*EXERCISE REQUIREMENTS:*
Copy the data below line for line without any changes, leaving out the pictures.

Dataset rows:
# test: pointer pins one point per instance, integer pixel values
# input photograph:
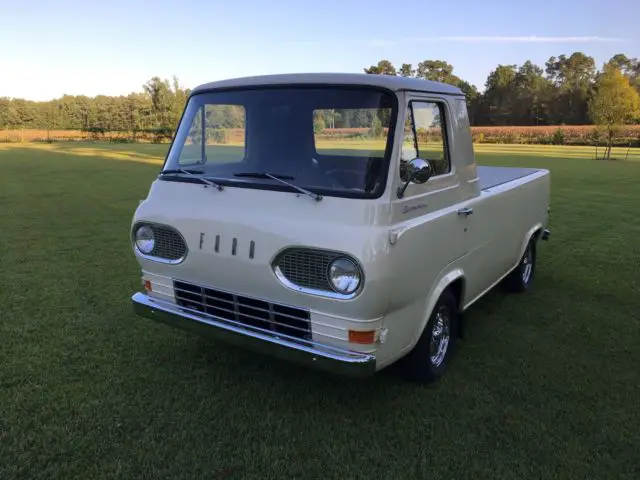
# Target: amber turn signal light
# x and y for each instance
(367, 337)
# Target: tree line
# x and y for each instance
(156, 109)
(565, 92)
(527, 94)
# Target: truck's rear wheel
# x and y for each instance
(432, 354)
(520, 279)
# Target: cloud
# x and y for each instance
(495, 39)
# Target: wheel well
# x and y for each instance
(457, 288)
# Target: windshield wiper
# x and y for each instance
(193, 173)
(279, 178)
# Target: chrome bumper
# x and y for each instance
(305, 352)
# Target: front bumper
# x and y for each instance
(305, 352)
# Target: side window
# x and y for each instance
(224, 139)
(429, 122)
(360, 132)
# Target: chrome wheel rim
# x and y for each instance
(440, 334)
(527, 264)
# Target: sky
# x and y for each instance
(112, 48)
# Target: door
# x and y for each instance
(434, 233)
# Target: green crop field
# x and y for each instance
(545, 384)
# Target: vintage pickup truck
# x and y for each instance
(337, 220)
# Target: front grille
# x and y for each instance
(249, 311)
(169, 244)
(307, 268)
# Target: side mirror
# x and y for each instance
(418, 171)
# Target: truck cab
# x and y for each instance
(334, 220)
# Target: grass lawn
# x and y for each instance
(545, 385)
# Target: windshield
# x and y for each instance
(330, 140)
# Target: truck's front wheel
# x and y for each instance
(432, 354)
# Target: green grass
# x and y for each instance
(545, 384)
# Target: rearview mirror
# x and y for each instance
(418, 171)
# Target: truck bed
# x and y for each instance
(489, 177)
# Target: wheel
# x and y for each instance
(520, 279)
(432, 354)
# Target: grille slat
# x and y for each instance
(307, 268)
(249, 311)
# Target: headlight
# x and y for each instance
(145, 240)
(344, 275)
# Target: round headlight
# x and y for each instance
(344, 275)
(145, 240)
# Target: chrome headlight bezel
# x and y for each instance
(320, 285)
(158, 252)
(344, 269)
(145, 242)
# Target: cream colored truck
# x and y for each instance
(337, 220)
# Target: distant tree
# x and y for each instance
(437, 71)
(384, 67)
(629, 67)
(573, 79)
(406, 70)
(615, 102)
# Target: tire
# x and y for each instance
(521, 277)
(424, 364)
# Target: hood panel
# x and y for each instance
(233, 236)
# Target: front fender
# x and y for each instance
(444, 281)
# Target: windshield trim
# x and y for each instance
(386, 159)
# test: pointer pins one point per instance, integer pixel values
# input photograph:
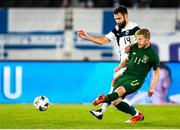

*FINAL ANSWER:*
# test: pointer pins one point per instance, integer pixel values
# input photograph:
# Target: amber turn signal light
# x and y for each instance
(367, 337)
# Target: tree line
# x and y for each instance
(156, 109)
(565, 92)
(527, 94)
# Target: truck's rear wheel
# x and y for each instance
(432, 354)
(520, 279)
# Target: cloud
# x and y for each instance
(495, 39)
# Target: wheel well
# x and y for each instance
(457, 288)
# Target: windshield wiper
# x and y for each instance
(193, 173)
(279, 178)
# Target: chrome bumper
# x and y for each instance
(305, 352)
# Target: front bumper
# x and y for each instance
(305, 352)
# Target: side window
# x and y for each instance
(224, 139)
(429, 122)
(360, 132)
# Target: chrome wheel rim
# x and y for each instance
(440, 334)
(527, 264)
# Target: sky
# x and y for each instance
(112, 48)
# Target: door
# x and y for each instance
(434, 233)
# Target: green crop field
# x and y for each instance
(545, 384)
# Target: vintage pickup truck
# x and y for each instance
(337, 220)
# Target: front grille
# x and y for each instance
(249, 311)
(169, 244)
(307, 268)
# Target: side mirror
# x and y for each instance
(418, 171)
# Target: truck cab
# x and y for each instance
(334, 220)
# Target: grass lawn
# x and y for each instance
(545, 385)
# Target: windshield
# x and y for each instance
(330, 140)
# Target: truck's front wheel
# x and y for each instance
(432, 354)
# Target: green grass
# x and y for each instance
(545, 384)
# Target: rearview mirror
# x and y for each instance
(418, 171)
# Target: truck bed
# x and y for each instance
(489, 177)
# Target: wheel
# x and y for each instance
(520, 279)
(432, 354)
# Target: grille slat
# x and y for each instance
(307, 268)
(249, 311)
# Target: headlight
# x and y for each instance
(145, 240)
(344, 275)
# Target: round headlight
# x and y for each instance
(344, 275)
(145, 240)
# Target: chrome headlight bezel
# x and y for each instance
(320, 285)
(158, 252)
(344, 269)
(145, 242)
# Target: cream colored truck
# x and y for each instance
(337, 220)
# Target: distant tree
# x and y for each instance
(437, 71)
(384, 67)
(629, 67)
(573, 79)
(406, 70)
(615, 102)
# Target: tire
# x and y for each instance
(521, 277)
(424, 364)
# Target: hood panel
# x and y for each instance
(233, 236)
# Target: front fender
# x and y for each instance
(444, 281)
# Target: windshield trim
# x and y for each instance
(386, 159)
# test: pointer pins one point per instance, integer pixel values
# input photograph:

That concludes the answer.